Aim of the task:
Write out these lines exactly as they appear, leaving the pictures out of your answer.

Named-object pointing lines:
━━━━━━━━━━━━━━━━━━━━━━━━━━━━━━
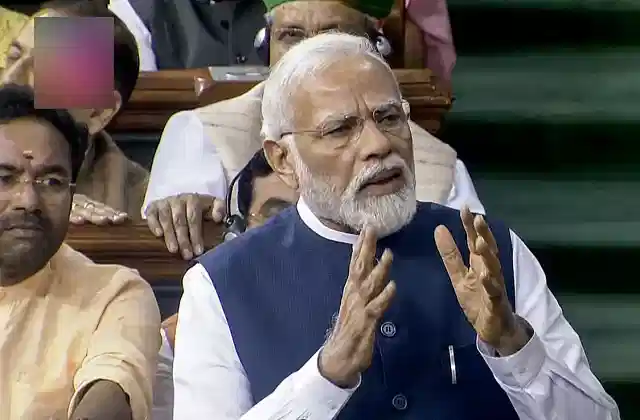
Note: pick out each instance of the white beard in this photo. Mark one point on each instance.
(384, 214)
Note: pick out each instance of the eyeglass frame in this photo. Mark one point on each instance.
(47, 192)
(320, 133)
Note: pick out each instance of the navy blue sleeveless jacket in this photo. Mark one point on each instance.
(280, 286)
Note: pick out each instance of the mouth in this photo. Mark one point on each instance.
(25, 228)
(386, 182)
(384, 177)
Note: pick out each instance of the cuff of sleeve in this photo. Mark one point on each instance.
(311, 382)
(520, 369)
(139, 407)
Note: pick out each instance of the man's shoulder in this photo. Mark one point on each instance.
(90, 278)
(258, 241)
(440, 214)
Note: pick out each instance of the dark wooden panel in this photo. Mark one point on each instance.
━━━━━━━━━━━━━━━━━━━━━━━━━━━━━━
Problem solution:
Note: pick out each instance of the white beard in this photo. Mark one point on each instance.
(384, 214)
Note: pick out each instance of the eyeglass frame in this photo. Mark one point on each instance.
(47, 192)
(320, 133)
Note: pick out each instance of the navy blue sleeveless jacket in this photo. Mark one point on each instance.
(280, 286)
Note: pick out each instance of the mouth in this photo. Mark one point on each instance.
(25, 228)
(386, 182)
(384, 177)
Note: pick out each instance of the cuff of sleeve in this photo. Mark one point on each instance.
(311, 382)
(520, 369)
(139, 407)
Note: pick out each instance of the man's shoulder in this photo. Mark one point on each instance.
(90, 278)
(258, 241)
(440, 214)
Note: pick out each instance of the dark wooden panel in this photo. Mark one point on each instance.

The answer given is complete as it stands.